Shape boundary entries

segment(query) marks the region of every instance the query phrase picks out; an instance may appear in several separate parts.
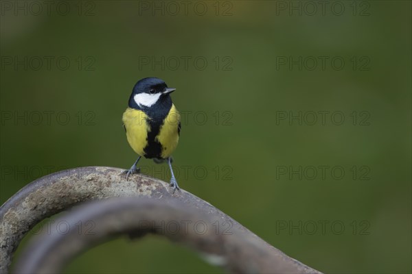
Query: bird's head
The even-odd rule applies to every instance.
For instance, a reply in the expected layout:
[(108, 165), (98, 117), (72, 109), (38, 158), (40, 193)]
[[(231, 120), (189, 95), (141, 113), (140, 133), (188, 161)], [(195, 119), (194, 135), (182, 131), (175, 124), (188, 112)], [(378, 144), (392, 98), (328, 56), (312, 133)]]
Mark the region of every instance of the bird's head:
[(161, 79), (144, 78), (135, 85), (129, 99), (129, 107), (133, 108), (151, 108), (157, 103), (170, 100), (170, 95), (174, 90), (176, 88), (168, 88), (166, 83)]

## THE REQUEST
Transcribe the records above verbatim, omitting the pictures.

## EXERCISE ANSWER
segment(query) marks the region of every instance the query phrase picks out; an instance may appear in several separate parts.
Query: bird's head
The even-odd rule applies to every instance.
For instance, a reply in the expected layout:
[(108, 165), (98, 117), (72, 109), (38, 158), (40, 193)]
[[(231, 120), (189, 95), (141, 113), (140, 133), (188, 161)], [(195, 119), (194, 135), (182, 131), (175, 124), (188, 112)], [(378, 144), (392, 98), (328, 56), (312, 133)]]
Mark the region of every instance of the bird's head:
[(161, 79), (144, 78), (135, 85), (129, 99), (129, 107), (133, 108), (151, 108), (157, 103), (170, 100), (170, 95), (174, 90), (176, 88), (168, 88), (166, 83)]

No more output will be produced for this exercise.